SET TASK => Copy the items below from the line containing "One marker belongs on each instance of the carved" through the end, renaming "flower" to "rosette" and changing nothing else.

Entries from a pointing dataset =>
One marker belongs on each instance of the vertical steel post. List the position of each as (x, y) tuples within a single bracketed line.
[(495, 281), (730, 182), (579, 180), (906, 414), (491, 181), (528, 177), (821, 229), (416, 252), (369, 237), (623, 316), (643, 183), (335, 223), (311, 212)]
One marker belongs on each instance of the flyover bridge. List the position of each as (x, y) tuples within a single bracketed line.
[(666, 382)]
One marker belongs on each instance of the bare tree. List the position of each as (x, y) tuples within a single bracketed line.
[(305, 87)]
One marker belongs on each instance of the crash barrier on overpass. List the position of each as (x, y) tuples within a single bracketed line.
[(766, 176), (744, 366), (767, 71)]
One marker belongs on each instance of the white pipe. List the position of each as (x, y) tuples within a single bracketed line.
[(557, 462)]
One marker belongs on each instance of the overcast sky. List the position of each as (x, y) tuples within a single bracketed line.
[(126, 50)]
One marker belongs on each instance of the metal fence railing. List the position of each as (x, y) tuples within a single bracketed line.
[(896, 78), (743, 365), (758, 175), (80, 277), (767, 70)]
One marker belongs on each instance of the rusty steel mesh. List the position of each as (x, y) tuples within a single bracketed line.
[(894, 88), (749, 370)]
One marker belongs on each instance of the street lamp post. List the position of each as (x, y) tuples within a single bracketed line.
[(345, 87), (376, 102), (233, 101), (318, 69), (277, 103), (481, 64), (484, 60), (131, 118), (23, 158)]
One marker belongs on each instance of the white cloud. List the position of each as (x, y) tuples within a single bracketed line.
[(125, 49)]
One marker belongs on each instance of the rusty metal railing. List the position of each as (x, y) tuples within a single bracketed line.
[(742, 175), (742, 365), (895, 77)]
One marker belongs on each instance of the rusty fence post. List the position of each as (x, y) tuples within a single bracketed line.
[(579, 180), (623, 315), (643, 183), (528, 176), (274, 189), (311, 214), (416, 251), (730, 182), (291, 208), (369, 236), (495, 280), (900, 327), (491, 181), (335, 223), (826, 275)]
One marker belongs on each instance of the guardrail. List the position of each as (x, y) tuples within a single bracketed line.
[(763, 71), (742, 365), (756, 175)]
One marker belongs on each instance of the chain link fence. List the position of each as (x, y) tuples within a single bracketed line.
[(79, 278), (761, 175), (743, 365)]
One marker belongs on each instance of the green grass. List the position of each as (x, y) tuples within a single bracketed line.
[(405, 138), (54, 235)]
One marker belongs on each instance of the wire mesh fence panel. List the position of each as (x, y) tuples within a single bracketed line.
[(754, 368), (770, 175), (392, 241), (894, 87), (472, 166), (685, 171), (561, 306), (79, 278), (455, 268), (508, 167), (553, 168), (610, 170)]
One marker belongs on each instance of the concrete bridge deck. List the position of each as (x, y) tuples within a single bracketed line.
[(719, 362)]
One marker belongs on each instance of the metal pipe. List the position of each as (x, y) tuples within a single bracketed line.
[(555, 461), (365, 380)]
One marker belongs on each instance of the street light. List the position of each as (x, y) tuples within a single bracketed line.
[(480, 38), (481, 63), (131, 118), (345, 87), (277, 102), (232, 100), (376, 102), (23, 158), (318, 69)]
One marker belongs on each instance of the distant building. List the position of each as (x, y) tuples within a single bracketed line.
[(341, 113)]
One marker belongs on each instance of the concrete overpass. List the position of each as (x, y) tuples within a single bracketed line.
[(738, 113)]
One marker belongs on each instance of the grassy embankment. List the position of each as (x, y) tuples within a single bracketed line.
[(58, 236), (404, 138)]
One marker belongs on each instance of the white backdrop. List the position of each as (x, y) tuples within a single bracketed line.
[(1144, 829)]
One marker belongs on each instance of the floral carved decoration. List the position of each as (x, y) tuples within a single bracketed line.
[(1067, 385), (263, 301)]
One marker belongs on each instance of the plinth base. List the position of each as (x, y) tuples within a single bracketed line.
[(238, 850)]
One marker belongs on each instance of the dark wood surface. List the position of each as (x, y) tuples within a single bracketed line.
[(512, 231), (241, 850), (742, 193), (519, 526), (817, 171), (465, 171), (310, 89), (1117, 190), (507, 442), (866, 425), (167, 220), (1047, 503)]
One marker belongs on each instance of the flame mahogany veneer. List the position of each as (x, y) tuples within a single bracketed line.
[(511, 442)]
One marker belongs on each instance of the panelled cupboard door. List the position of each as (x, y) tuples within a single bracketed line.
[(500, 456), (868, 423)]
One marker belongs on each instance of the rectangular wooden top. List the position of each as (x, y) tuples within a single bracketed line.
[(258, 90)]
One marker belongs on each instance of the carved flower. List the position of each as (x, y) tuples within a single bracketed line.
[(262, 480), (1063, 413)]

SOLVED EXERCISE =>
One marker belongs on each instance of the carved rosette. List the position of each as (x, y) tuples within a single bracketed line.
[(262, 480), (1063, 413)]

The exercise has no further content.